• **What is required**
Copy out every one of the lines below word for word, without changing anything.

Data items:
================

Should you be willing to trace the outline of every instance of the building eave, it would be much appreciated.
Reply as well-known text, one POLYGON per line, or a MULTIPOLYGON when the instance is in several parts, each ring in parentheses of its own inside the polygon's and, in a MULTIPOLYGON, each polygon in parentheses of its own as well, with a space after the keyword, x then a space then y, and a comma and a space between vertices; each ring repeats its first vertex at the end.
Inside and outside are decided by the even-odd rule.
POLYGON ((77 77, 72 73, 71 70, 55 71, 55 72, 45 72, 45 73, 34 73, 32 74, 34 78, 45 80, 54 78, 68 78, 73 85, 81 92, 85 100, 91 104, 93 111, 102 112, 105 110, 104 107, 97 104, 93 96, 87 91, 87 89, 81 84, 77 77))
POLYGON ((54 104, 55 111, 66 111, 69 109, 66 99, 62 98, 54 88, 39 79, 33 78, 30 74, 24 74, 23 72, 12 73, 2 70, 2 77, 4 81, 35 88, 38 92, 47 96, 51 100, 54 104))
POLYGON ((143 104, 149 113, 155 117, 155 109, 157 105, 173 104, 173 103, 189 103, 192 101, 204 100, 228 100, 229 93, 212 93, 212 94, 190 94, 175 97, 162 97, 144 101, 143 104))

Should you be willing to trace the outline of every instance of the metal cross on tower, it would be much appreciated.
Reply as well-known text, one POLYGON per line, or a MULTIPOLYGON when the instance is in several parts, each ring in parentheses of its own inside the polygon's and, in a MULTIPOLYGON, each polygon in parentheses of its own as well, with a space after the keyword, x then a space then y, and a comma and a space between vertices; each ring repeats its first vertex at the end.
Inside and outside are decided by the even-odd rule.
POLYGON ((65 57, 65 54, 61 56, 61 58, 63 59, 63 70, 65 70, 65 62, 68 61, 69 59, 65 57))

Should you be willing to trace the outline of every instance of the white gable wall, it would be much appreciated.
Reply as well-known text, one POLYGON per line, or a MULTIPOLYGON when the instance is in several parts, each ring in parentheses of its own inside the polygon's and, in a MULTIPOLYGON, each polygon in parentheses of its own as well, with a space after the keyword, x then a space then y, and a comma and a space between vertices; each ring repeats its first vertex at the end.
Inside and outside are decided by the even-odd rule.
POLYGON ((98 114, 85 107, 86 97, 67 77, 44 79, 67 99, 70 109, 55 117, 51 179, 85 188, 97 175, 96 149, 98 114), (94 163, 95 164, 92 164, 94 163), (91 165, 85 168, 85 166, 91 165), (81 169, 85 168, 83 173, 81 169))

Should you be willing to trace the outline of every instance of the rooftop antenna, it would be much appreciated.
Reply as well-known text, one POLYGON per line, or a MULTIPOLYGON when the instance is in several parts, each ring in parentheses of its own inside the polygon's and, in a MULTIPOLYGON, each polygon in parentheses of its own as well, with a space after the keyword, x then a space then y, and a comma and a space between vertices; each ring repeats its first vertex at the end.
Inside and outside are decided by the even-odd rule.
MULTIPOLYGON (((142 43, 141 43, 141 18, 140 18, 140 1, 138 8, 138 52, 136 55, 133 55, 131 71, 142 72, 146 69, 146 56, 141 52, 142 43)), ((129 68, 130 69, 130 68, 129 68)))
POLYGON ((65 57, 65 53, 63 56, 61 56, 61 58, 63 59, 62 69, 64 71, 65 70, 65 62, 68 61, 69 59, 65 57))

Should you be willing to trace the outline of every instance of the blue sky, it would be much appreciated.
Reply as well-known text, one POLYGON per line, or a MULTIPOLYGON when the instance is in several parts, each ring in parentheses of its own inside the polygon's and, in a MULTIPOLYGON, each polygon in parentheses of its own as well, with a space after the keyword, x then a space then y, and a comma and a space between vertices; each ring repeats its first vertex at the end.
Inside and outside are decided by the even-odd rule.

================

• **Result for this exercise**
Should you be willing to trace the outline of every instance of the building eave, it would be much appreciated.
Reply as well-known text, one POLYGON per line, or a MULTIPOLYGON when the instance is in several parts, each ring in parentheses of its own inside the polygon's and, in a MULTIPOLYGON, each polygon in parentheses of its own as well, with a space after the keyword, x then a space then y, and a comma and a space between vertices; each ring repeats its first vertex at the end.
Inside and outside are decided by the even-odd rule.
POLYGON ((77 77, 72 73, 71 70, 55 71, 55 72, 45 72, 45 73, 34 73, 32 74, 34 78, 45 80, 54 78, 68 78, 73 85, 81 92, 85 100, 91 104, 93 111, 102 112, 105 110, 104 107, 97 104, 93 96, 87 91, 87 89, 81 84, 77 77))
POLYGON ((54 104, 55 111, 66 111, 69 109, 66 99, 62 98, 54 88, 39 79, 33 78, 30 74, 24 74, 23 72, 12 73, 2 70, 2 77, 4 81, 35 88, 38 92, 47 96, 51 100, 54 104))
POLYGON ((143 104, 149 113, 155 117, 155 109, 157 105, 173 104, 173 103, 189 103, 192 101, 204 100, 228 100, 229 93, 212 93, 212 94, 190 94, 175 97, 162 97, 144 101, 143 104))

Should you be willing to trace the outline of every instance of the metal cross on tower, it would be much appreciated.
Reply as well-known text, one POLYGON per line, or a MULTIPOLYGON when the instance is in several parts, each ring in parentheses of its own inside the polygon's and, in a MULTIPOLYGON, each polygon in parentheses of its own as well, with a space after the keyword, x then a space then y, and a comma and a space between vertices; each ring repeats its first vertex at the end.
Inside and outside are decided by the even-odd rule.
POLYGON ((65 57, 65 54, 61 56, 61 58, 63 59, 63 70, 65 70, 65 62, 68 61, 69 59, 65 57))

Should you be willing to trace the outline of every instance of the white gable wall, it would be much appreciated.
Reply as well-known text, one POLYGON per line, or a MULTIPOLYGON when the instance is in several parts, each ring in parentheses of its own inside the polygon's and, in a MULTIPOLYGON, each polygon in parentheses of its own as well, with a space after the keyword, x then a space then y, and a comma and a space between vertices; each ring repeats its first vertex at the end.
Inside and outside are decided by the even-odd rule.
POLYGON ((98 114, 85 107, 86 97, 67 77, 44 79, 67 99, 70 109, 55 117, 51 179, 85 188, 97 175, 96 149, 98 114), (94 163, 95 164, 92 164, 94 163), (91 165, 85 168, 85 166, 91 165), (81 169, 85 168, 83 173, 81 169))

Should you be willing to trace the outline of every instance of the rooftop antenna, it would be much appreciated.
Reply as well-known text, one POLYGON per line, or a MULTIPOLYGON when the instance is in several parts, each ring in parentheses of its own inside the polygon's and, in a MULTIPOLYGON, each polygon in parentheses of its own as well, with a space after the keyword, x then a space then y, and a comma and a space between vertices; each ring repeats its first vertex at the end.
Inside and outside are decided by the even-odd rule.
MULTIPOLYGON (((142 43, 141 43, 141 18, 140 18, 140 1, 138 8, 138 52, 136 55, 133 55, 131 71, 142 72, 146 69, 146 56, 141 52, 142 43)), ((129 68, 130 69, 130 68, 129 68)))
POLYGON ((65 57, 65 53, 63 56, 61 56, 61 58, 63 59, 62 69, 64 71, 65 70, 65 62, 68 61, 69 59, 65 57))

Should you be willing to trace the outline of every instance of the blue sky, it would be much appreciated.
Reply as well-known text, one POLYGON per line, or a MULTIPOLYGON when the instance is in several parts, each ring in parentheses of its own inside the polygon's and, in a MULTIPOLYGON, each polygon in parentheses of its own as well, with a space after the keyword, x then a space then y, and a comma and a space between vertices; each ring repeats its first vertex at the end.
Inside and outside are decided by the even-odd rule.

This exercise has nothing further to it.